TASK MATERIAL:
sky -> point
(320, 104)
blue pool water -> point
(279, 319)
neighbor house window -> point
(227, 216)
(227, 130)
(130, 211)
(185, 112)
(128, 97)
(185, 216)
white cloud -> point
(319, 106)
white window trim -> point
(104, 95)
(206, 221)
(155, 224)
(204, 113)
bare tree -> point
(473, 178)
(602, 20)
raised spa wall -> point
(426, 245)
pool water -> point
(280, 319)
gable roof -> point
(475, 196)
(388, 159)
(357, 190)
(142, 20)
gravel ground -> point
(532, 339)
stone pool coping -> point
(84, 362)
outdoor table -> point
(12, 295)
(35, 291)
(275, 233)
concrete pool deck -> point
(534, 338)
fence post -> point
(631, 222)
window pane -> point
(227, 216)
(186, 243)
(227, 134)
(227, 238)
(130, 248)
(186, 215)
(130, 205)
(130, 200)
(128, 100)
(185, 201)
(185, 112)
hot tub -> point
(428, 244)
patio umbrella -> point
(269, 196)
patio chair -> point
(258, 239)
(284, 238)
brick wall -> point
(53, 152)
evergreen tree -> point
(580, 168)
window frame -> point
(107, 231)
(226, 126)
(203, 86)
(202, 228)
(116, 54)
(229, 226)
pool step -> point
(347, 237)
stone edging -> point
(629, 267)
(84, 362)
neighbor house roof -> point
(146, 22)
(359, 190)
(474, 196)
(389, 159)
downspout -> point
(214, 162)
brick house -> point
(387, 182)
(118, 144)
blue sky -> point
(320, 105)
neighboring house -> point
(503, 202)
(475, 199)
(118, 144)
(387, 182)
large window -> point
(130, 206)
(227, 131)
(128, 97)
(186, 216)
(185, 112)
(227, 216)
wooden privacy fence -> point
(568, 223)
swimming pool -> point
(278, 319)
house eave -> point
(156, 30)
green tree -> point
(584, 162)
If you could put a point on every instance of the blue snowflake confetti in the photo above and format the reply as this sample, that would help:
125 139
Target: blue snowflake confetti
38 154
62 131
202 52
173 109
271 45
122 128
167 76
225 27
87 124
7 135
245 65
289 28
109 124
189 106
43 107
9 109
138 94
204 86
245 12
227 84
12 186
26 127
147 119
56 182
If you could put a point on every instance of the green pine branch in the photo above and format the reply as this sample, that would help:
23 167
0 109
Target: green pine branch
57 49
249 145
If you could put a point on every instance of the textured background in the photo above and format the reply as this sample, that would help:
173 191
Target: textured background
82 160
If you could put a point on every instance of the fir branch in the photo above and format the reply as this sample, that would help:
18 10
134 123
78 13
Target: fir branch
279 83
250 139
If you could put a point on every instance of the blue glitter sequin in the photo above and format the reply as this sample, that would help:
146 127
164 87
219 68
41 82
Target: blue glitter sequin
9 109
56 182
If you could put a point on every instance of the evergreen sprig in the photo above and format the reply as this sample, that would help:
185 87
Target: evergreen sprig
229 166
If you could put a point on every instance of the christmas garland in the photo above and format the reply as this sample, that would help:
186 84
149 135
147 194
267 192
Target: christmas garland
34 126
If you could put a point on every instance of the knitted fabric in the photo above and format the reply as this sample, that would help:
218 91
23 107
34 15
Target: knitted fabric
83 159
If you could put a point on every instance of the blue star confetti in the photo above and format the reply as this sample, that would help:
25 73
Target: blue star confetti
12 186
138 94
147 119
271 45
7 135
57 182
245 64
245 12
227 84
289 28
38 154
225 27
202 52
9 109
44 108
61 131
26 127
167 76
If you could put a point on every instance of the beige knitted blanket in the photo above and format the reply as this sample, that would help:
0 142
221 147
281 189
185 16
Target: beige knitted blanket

WORK TO BE COMPLETED: Copy out every entry above word for word, with the original order and line breaks.

TASK SOLUTION:
sky -> point
(320, 104)
blue pool water -> point
(279, 319)
neighbor house window -> point
(227, 216)
(227, 130)
(130, 211)
(185, 112)
(128, 97)
(185, 216)
white cloud -> point
(319, 106)
white window trim -> point
(104, 95)
(206, 221)
(155, 224)
(204, 113)
bare tree -> point
(473, 178)
(602, 20)
raised spa wall -> point
(426, 245)
pool water -> point
(280, 319)
gable roof -> point
(475, 196)
(388, 159)
(357, 190)
(142, 20)
gravel ground -> point
(532, 339)
stone pool coping -> point
(84, 362)
outdoor table -> point
(12, 295)
(35, 291)
(275, 233)
concrete pool deck -> point
(534, 338)
fence post -> point
(631, 222)
window pane -> point
(227, 216)
(186, 243)
(227, 134)
(227, 238)
(130, 248)
(186, 215)
(130, 205)
(130, 200)
(128, 100)
(185, 201)
(185, 112)
hot tub -> point
(428, 244)
patio umbrella -> point
(269, 196)
patio chair -> point
(258, 239)
(284, 238)
brick wall -> point
(53, 152)
evergreen tree -> point
(580, 168)
window frame -> point
(107, 231)
(226, 126)
(203, 86)
(202, 228)
(116, 54)
(229, 226)
pool step -> point
(347, 237)
stone edging -> point
(629, 267)
(84, 362)
neighbor house roof -> point
(146, 22)
(359, 190)
(474, 196)
(389, 159)
downspout -> point
(214, 162)
brick house -> point
(387, 182)
(118, 144)
blue sky -> point
(320, 105)
neighboring house -> point
(503, 202)
(475, 199)
(118, 144)
(387, 182)
large window -> point
(130, 206)
(227, 131)
(128, 97)
(186, 216)
(185, 112)
(227, 216)
wooden privacy fence -> point
(568, 223)
swimming pool -> point
(278, 319)
house eave -> point
(156, 30)
green tree -> point
(584, 162)
If you could put a point on every instance of the blue snowflake confetti in the photo above and format the reply as this sample, that would help:
125 139
Target: blue snowflake confetti
38 154
62 131
202 52
173 109
271 45
122 128
167 76
225 27
87 124
7 135
245 65
289 28
109 124
189 106
43 107
9 109
138 94
204 86
245 12
227 84
12 186
26 127
147 119
56 182
If you could put a point on every instance of the green pine branch in the photo above and format the reply as this sample, that would help:
23 167
0 109
Target: green pine branch
57 49
249 145
If you could put a point on every instance of the textured background in the photo above and format the reply as this sample, that would help:
173 191
Target: textured background
82 160
If you could put a point on every instance of the fir branch in the photo above and format the reply as this sample, that would help:
18 10
134 123
78 13
Target: fir branch
279 83
250 139
If you could put a point on every instance of the blue glitter sequin in the photo above and format the reply as this sample, that would help:
146 127
164 87
219 68
41 82
Target: blue glitter sequin
9 109
56 182
If you could put a point on every instance of the evergreen sprig in the photo above and format the reply as this sample, that would help:
185 87
Target: evergreen sprig
229 166
If you could put a point on every instance of the christmas garland in the photo above and format the reply as this sample, that would help:
186 84
149 135
147 194
267 192
Target: christmas garland
34 126
If you could put a point on every instance of the knitted fabric in the photo above and format the reply as this sample, that would help:
218 91
23 107
34 15
Target: knitted fabric
83 159
If you could put a point on every instance of the blue star confetti in the photo above and format the reply as this sample, that would help:
25 73
Target: blue star confetti
12 186
138 94
147 119
271 45
7 135
57 182
245 64
245 12
227 84
289 28
38 154
225 27
202 52
9 109
44 108
61 131
26 127
167 76
If you could put a point on every instance of the beige knitted blanket in the photo above and format the reply as this sample, that would help:
0 142
221 147
281 189
185 16
Target: beige knitted blanket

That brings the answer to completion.